AVAILABLE DATA:
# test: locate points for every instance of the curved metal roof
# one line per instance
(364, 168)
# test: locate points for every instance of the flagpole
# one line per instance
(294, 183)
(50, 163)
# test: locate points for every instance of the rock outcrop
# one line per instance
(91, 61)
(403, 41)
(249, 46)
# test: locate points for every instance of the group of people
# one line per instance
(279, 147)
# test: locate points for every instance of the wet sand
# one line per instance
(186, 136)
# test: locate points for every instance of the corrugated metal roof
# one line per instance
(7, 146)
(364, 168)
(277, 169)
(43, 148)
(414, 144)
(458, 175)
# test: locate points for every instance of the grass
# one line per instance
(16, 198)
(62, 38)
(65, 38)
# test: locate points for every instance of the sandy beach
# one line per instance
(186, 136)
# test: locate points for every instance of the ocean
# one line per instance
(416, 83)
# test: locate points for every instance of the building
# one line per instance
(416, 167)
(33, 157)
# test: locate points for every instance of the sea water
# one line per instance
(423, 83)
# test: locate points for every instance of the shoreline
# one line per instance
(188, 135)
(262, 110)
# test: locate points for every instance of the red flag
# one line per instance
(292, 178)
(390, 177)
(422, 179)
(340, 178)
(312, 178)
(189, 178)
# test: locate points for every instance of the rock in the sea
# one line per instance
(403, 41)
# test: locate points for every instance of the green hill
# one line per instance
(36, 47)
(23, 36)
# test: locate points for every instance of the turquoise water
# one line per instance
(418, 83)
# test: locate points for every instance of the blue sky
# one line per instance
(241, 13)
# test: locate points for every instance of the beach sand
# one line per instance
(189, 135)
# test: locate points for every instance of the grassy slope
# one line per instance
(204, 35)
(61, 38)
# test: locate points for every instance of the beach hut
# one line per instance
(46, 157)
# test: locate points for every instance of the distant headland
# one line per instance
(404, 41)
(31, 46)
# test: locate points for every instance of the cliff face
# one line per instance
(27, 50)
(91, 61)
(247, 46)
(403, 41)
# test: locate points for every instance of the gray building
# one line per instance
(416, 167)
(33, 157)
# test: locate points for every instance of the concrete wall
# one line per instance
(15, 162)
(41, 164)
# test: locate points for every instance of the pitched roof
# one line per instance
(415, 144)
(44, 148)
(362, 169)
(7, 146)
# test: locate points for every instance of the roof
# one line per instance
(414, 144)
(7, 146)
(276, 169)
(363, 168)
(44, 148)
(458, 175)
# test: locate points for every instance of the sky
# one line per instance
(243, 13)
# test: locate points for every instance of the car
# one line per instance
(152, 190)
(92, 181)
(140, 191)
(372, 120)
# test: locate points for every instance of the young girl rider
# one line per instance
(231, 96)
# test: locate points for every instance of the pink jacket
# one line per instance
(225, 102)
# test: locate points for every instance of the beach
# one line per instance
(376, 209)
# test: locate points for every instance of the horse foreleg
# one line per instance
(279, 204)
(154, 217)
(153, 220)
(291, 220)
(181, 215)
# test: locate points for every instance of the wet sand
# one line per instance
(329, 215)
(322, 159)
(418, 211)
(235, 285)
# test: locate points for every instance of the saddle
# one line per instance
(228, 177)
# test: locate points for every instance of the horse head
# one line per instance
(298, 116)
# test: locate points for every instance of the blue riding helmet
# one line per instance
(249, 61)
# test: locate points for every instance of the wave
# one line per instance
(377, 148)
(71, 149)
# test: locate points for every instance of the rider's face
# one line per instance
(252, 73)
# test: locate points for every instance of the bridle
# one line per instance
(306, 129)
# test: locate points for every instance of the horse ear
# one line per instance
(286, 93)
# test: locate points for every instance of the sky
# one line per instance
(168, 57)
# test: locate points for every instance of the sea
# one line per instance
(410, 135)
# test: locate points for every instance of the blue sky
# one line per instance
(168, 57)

TASK TO COMPLETE:
Every record must be set down again exactly.

EXERCISE SOLUTION:
# test: locate points for every instance of the curved metal roof
# one line per instance
(364, 168)
# test: locate points for every instance of the flagpole
# one line per instance
(294, 183)
(50, 163)
# test: locate points for every instance of the rock outcrop
# one line per instance
(91, 61)
(403, 41)
(249, 46)
# test: locate points for every instance of the group of people
# one line per instance
(279, 147)
# test: locate points for every instance of the wet sand
# one line per instance
(186, 136)
# test: locate points for every instance of the corrugated metal roof
# one line per instance
(7, 146)
(364, 168)
(277, 169)
(43, 148)
(414, 144)
(458, 175)
# test: locate points for every instance of the grass
# one line per instance
(16, 198)
(62, 38)
(65, 38)
# test: locate points for every instance of the sandy beach
# one line per instance
(186, 136)
# test: locate points for every instance of the ocean
# one line per instance
(416, 83)
# test: locate points for every instance of the building
# one line per instance
(416, 167)
(33, 157)
# test: locate points for every instance of the sea water
# one line per instance
(423, 83)
# test: locate points for every instance of the shoreline
# one line per instance
(188, 135)
(262, 110)
# test: locate points for every instance of the red flag
# one line per instance
(292, 178)
(390, 177)
(422, 179)
(340, 178)
(312, 178)
(189, 178)
# test: locate points for every instance of the rock in the sea
# one line per instance
(403, 41)
# test: locate points for every instance of the green hill
# one line per instance
(36, 47)
(23, 36)
# test: locate points for every instance of the turquoise water
# one line per instance
(418, 83)
# test: locate points for every instance of the blue sky
# one line per instance
(241, 13)
# test: locate points for every instance of the beach sand
# one line per instance
(189, 135)
# test: locate points for every instance of the grassy slope
# one line per instance
(204, 35)
(61, 38)
# test: locate points for every instance of the beach hut
# one line per instance
(46, 157)
# test: locate points for every instance of the distant headland
# one line per instance
(404, 41)
(31, 46)
# test: locate points for every instance of the cliff face
# one line per instance
(27, 50)
(91, 61)
(247, 46)
(403, 41)
# test: locate points for every instance of the gray building
# one line per instance
(416, 167)
(33, 157)
# test: locate points for every instance of the concrete wall
# one line per instance
(15, 162)
(41, 164)
# test: locate points for every instance of the pitched roof
# one line per instance
(415, 144)
(44, 148)
(362, 169)
(7, 146)
# test: locate points for every instance of the roof
# one line per instance
(414, 144)
(7, 146)
(276, 169)
(363, 168)
(44, 148)
(458, 175)
# test: locate points for every instance of the sky
# one line per instance
(243, 13)
# test: locate points for every instance of the car
# one line per instance
(152, 190)
(92, 181)
(140, 191)
(372, 120)
# test: locate points for every instance of the young girl rider
# one line per instance
(231, 96)
# test: locate points for every instance of the pink jacket
# one line per instance
(225, 102)
# test: locate points for every instance of the beach
# one line per instance
(376, 209)
# test: locate points for every instance of the horse foreleg
# one line per instance
(279, 204)
(154, 217)
(153, 220)
(291, 220)
(181, 215)
# test: locate points for every instance of the wet sand
# one line per instance
(329, 215)
(322, 159)
(418, 211)
(235, 285)
# test: locate points for every instance of the saddle
# one line per instance
(228, 177)
# test: locate points for every instance of the horse head
# one line per instance
(298, 116)
# test: locate points for every instance of the blue riding helmet
# one line per instance
(249, 61)
# test: locate points for every instance of the wave
# one line per instance
(377, 148)
(71, 149)
# test: locate points for every instance of the rider's face
# one line per instance
(252, 73)
# test: locate points for every instance of the bridle
# one line per instance
(306, 129)
# test: locate points for every instance of the horse ear
# one line per instance
(286, 93)
# test: locate points for every instance of the sky
# one line per instance
(168, 57)
# test: locate points for every instance of the sea
# one line per instance
(410, 135)
# test: locate points for every instance of the blue sky
# one line per instance
(168, 57)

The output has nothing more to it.